▶ _HOW TO COMPLETE THIS TASK_
From the listing below, pull out each line that contains the string "clicks" and copy it unchanged.

▶ _SUPPLIED INFORMATION_
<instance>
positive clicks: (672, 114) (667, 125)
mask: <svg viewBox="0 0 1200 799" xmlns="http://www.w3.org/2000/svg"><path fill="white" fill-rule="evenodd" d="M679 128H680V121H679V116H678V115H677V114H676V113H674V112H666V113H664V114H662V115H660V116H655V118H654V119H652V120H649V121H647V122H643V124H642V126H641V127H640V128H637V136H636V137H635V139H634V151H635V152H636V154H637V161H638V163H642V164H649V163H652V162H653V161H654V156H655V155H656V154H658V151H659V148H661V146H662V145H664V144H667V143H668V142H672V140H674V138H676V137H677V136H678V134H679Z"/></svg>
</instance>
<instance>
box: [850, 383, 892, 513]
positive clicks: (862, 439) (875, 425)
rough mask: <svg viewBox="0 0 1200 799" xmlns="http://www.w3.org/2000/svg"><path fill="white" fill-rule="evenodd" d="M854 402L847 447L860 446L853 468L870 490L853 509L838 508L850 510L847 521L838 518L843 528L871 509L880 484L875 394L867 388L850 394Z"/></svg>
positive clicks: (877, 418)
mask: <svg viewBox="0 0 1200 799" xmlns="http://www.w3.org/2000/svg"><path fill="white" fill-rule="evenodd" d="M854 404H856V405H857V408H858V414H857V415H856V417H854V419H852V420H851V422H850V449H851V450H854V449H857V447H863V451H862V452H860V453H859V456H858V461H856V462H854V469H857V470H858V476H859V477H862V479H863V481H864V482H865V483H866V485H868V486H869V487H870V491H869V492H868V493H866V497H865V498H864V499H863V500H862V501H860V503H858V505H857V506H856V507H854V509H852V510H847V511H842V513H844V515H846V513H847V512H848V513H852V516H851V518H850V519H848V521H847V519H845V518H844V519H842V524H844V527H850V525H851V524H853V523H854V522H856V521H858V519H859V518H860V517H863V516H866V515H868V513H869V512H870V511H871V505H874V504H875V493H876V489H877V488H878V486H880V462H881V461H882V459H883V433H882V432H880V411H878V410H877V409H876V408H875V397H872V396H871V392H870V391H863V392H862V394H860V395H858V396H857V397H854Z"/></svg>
---
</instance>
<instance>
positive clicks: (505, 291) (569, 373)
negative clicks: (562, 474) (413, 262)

▶ _SOLUTION TO THIS EXERCISE_
positive clicks: (672, 114) (667, 125)
positive clicks: (862, 439) (875, 425)
positive clicks: (877, 418)
positive clicks: (505, 291) (569, 373)
negative clicks: (562, 474) (413, 262)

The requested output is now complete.